# [Directive]
Rewrite the records below as a two-column CSV with the columns "text" and "answer", one row per record. Put each value in a single quoted field and replace its line breaks with spaces.

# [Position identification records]

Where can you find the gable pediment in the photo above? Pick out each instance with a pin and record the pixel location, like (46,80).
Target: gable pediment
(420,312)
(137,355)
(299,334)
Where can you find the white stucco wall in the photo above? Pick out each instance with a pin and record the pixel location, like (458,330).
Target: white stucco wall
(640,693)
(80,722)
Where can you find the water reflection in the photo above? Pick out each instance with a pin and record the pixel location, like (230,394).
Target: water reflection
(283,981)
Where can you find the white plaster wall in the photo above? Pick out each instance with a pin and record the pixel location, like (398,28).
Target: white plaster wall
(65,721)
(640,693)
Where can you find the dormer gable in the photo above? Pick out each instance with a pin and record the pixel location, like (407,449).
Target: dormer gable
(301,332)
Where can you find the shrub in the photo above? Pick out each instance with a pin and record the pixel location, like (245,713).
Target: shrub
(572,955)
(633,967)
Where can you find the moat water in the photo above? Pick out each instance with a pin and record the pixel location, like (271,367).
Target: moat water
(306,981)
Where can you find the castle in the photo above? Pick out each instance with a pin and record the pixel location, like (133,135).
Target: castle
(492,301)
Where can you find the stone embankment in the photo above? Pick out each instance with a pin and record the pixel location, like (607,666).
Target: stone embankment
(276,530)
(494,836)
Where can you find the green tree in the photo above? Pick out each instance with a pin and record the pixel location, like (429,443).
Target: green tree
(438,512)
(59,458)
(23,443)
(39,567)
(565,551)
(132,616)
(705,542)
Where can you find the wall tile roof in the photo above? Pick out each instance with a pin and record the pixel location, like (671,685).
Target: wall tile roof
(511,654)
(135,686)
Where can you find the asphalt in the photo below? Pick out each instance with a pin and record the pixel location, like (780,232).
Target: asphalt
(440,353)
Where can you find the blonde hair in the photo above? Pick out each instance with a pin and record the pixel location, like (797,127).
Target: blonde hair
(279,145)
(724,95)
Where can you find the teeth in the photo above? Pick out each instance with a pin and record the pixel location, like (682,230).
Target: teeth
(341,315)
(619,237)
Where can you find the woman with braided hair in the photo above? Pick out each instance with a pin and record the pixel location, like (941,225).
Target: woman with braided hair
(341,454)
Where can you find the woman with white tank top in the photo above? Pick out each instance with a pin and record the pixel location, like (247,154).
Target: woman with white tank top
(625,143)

# [Result of the exercise]
text,answer
"Where can you find the gable pediment in the photo above? Pick out each instance with a pin and record the pixel location, like (46,80). Target: gable pediment","(420,312) (137,355) (299,334)"
"Where can you find the white stucco wall in the photo above? Pick out each instance with a pin and record the pixel location, like (458,330). Target: white stucco wall","(640,693) (80,722)"
"Where can you find the water reflection in the photo above? Pick out each instance with a pin and record the pixel location, like (230,394). Target: water reflection","(283,981)"
"Where can you find the white plaster wall in the photo above? Pick out each instance with a pin and record the pixel location, like (398,28). Target: white plaster wall","(65,721) (640,693)"
"Where can you find the dormer gable in the photo above? Pick out each instance with a pin and record the pixel location, like (407,449). Target: dormer gable","(301,332)"
"Where can you find the shrub in the photo above? Pick out each instance with a pin and record the pixel location, like (245,713). Target: shrub","(572,955) (633,967)"
"Where can you find the moat water in the photo above? Pick out each instance with a pin and record the pixel location, like (271,367). Target: moat water","(306,981)"
"Where can you find the castle in the photo above? Pick out each instance with a pin and record the pixel location, like (133,135). Target: castle","(492,301)"
"Where can you find the stone embankment in the photo above? Pick out each instance with a pin and record the pixel location, like (607,666). Target: stone embankment","(276,530) (494,836)"
"Where can you find the green tree in the photo above? Pick out each instance with a pin and record the pixel location, like (429,443). Target: green tree","(438,512) (59,458) (23,443) (39,567) (565,551) (132,616) (705,542)"
"Where can you find the wall tile roof in the photo above? Pick out each instance with a pin and record the pixel location, like (671,685). Target: wall tile roof","(511,654) (135,686)"
"Where can you find the asphalt in the photo below? Pick out each instance with a pin and record the pixel location, like (780,232). Target: asphalt","(440,353)"
"Where can you find the blonde hair in the photo above? Pick out each instance with a pin and record the pixel location, like (797,127). Target: blonde hair","(279,145) (724,95)"
"Where can you find the teeth in the photo above? Pick out each instance with a pin and record the pixel location, like (682,230). Target: teeth","(341,315) (619,237)"
"Where can you find the woman with braided hair in the photo above? Pick out each instance with a pin and record the pixel location, like (941,225). Target: woman with braided hair","(341,454)"
"Where can you find the woman with white tank top in the photo above? Pick out each instance with a pin and record the pixel location, like (247,154). Target: woman with white tank top","(625,143)"